**Task instructions:** From the records below, give as a numbered list the lines starting with the line containing "Point out the chandelier arm" and continuing through the line containing "x=468, y=18", omitting any blank lines.

.....

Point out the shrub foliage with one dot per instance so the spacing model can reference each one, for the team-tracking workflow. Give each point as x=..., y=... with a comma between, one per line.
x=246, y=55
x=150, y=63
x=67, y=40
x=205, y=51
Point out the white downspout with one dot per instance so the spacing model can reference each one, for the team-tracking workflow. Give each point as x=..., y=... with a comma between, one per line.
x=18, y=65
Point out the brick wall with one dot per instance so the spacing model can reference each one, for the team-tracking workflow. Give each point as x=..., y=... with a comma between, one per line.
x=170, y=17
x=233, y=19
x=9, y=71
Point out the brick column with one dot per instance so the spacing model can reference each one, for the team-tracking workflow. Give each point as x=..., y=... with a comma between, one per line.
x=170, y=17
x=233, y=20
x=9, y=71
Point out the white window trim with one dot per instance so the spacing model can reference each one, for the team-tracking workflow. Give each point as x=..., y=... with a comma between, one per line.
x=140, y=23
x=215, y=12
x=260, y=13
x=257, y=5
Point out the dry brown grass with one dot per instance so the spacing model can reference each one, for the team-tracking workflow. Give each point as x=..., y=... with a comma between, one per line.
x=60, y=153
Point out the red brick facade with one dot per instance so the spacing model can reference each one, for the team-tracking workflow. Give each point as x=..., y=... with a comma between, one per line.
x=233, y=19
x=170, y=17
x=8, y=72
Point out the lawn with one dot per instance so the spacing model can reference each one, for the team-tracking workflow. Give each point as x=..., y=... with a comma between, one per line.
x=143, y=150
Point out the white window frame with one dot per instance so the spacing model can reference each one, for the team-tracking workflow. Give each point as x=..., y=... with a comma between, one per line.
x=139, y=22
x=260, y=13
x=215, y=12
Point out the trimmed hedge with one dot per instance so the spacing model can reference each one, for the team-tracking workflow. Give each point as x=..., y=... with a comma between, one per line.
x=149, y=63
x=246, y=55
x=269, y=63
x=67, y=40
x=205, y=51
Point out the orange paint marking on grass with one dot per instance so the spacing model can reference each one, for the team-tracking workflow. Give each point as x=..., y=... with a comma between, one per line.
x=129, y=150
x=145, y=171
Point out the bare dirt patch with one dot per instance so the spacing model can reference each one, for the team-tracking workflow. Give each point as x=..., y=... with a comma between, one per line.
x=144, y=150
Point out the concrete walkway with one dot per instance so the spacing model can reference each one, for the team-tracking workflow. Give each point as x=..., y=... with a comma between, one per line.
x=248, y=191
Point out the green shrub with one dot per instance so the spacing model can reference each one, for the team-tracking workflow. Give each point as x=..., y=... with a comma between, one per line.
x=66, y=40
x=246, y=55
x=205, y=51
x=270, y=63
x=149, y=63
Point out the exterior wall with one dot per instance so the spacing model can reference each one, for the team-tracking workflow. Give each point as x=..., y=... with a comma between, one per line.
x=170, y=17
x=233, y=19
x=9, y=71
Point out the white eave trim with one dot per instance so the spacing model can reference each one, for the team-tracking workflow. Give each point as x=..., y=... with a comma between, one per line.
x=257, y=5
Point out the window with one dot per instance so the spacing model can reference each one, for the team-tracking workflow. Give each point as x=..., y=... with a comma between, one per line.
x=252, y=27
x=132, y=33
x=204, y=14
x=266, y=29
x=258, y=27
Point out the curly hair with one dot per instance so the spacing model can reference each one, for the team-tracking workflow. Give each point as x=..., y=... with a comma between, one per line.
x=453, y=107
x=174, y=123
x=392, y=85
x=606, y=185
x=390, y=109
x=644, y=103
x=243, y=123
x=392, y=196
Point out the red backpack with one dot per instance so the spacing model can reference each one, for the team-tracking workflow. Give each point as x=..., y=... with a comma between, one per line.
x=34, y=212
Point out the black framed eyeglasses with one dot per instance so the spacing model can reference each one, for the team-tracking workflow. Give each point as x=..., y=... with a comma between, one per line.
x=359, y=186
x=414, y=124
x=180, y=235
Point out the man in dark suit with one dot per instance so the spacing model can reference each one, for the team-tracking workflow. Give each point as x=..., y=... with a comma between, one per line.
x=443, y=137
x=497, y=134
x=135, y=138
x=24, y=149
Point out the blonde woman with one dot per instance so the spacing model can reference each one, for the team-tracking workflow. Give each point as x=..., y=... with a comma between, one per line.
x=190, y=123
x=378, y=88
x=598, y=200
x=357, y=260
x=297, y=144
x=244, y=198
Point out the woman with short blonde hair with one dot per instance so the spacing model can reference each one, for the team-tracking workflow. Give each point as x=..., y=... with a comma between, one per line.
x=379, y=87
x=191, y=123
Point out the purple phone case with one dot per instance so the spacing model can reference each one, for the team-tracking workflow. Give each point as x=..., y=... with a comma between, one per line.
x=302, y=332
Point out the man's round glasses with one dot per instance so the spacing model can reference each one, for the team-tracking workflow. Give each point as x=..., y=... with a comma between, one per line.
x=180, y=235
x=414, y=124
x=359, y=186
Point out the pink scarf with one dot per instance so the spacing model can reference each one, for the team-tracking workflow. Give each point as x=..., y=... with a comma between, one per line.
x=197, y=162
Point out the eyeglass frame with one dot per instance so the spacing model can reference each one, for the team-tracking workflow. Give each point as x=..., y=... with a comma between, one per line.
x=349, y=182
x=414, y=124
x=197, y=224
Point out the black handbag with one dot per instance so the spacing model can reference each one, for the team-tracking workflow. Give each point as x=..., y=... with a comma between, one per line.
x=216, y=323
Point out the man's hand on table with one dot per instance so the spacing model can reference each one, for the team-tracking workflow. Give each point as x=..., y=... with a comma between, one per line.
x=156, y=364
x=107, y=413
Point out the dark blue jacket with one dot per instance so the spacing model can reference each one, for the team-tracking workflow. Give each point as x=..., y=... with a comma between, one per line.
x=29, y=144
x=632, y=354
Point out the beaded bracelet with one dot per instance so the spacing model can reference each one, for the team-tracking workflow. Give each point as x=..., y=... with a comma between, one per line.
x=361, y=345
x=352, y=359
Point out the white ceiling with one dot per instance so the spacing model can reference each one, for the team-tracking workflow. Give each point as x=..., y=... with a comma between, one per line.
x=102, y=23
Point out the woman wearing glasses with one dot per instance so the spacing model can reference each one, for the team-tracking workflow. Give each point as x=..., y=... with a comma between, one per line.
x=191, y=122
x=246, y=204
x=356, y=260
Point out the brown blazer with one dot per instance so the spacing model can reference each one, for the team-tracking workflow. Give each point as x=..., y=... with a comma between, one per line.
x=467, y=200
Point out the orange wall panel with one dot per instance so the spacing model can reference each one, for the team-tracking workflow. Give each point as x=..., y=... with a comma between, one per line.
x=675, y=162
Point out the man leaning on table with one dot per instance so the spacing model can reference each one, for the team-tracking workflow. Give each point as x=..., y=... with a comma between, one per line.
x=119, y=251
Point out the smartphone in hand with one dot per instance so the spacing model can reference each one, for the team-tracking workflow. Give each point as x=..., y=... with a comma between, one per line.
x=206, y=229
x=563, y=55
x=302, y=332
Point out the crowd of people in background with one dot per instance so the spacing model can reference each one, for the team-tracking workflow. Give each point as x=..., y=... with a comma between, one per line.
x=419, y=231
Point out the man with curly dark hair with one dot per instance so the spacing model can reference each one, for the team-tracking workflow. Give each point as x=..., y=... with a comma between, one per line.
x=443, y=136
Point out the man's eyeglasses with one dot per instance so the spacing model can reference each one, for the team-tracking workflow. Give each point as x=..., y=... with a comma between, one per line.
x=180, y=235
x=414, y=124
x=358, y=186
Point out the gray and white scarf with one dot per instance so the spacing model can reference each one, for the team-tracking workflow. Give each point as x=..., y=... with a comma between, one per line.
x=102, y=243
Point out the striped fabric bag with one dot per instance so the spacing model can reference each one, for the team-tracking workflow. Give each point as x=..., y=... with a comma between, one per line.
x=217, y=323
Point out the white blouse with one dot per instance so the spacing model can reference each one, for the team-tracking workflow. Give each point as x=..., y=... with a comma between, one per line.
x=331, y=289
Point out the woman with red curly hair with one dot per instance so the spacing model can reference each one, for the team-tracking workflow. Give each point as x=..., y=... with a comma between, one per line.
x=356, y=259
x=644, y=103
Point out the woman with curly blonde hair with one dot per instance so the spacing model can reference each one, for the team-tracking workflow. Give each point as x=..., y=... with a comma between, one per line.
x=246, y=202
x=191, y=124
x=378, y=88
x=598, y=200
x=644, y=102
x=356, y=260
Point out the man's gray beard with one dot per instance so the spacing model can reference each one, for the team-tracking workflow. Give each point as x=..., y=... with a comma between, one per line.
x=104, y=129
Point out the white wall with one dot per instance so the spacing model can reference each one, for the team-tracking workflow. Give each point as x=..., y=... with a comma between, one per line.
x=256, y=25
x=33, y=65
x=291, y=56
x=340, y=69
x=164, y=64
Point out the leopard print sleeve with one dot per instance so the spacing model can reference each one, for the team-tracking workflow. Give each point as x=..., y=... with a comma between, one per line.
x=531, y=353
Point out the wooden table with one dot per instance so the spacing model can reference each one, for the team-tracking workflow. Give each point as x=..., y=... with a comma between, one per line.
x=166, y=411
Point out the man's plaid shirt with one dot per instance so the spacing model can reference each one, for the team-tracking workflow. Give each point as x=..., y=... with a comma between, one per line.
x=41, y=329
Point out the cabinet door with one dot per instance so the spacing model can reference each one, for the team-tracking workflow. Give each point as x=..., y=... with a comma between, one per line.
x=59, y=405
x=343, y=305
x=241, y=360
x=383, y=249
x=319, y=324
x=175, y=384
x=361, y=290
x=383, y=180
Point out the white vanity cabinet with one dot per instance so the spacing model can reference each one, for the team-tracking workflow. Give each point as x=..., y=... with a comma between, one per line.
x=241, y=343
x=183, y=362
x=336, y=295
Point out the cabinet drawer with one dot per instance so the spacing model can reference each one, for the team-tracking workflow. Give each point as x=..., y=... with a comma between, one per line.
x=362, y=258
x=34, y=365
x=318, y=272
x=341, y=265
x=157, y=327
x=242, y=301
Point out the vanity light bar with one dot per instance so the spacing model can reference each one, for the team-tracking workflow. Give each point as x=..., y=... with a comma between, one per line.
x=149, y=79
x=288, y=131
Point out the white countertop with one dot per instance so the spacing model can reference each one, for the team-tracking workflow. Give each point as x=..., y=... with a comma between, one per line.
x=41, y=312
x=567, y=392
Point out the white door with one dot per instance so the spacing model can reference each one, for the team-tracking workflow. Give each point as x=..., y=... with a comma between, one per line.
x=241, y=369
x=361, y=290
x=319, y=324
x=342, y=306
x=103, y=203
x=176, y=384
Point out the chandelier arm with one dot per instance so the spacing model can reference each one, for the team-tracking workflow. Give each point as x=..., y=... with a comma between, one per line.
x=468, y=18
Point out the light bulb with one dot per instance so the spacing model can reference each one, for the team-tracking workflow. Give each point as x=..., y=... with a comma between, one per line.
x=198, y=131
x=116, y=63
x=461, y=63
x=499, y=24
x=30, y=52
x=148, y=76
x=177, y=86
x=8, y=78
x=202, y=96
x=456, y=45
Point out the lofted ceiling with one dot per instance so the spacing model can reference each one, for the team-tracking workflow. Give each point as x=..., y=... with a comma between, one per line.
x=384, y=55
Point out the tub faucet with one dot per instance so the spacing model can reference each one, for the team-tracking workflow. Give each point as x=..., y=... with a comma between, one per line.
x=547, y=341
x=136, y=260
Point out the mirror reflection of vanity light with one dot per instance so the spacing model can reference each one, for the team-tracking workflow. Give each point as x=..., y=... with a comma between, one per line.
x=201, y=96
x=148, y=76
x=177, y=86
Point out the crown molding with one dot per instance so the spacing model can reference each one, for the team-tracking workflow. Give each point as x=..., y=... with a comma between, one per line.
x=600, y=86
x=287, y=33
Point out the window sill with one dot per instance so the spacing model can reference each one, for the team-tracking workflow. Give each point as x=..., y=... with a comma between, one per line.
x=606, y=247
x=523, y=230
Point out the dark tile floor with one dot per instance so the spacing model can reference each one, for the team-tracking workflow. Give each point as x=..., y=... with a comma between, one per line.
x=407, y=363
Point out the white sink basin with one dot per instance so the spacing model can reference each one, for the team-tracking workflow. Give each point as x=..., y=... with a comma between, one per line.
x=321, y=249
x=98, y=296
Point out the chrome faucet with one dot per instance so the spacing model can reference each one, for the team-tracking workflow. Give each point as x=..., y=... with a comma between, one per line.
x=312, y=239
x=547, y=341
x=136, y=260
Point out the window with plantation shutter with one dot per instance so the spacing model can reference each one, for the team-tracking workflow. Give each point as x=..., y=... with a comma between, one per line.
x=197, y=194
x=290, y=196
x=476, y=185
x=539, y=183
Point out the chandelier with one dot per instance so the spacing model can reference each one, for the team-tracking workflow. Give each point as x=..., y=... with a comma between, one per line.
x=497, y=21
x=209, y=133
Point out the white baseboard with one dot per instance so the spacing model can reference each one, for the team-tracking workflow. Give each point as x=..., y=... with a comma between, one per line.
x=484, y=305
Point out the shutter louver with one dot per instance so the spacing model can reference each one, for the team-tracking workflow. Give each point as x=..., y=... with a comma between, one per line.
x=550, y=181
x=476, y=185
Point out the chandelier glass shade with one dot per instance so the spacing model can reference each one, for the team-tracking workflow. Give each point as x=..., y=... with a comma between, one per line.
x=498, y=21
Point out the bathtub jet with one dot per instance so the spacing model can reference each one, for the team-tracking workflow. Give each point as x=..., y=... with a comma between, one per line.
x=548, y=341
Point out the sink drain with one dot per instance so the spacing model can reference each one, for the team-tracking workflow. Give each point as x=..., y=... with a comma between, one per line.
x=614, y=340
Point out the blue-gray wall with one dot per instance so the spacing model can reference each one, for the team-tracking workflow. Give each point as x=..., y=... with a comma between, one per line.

.....

**The response:**
1. Point out the chandelier arm with one dot per instance so the spacing model can reference each one, for the team-tracking workflow. Give each point as x=..., y=... with a comma between, one per line.
2. x=468, y=18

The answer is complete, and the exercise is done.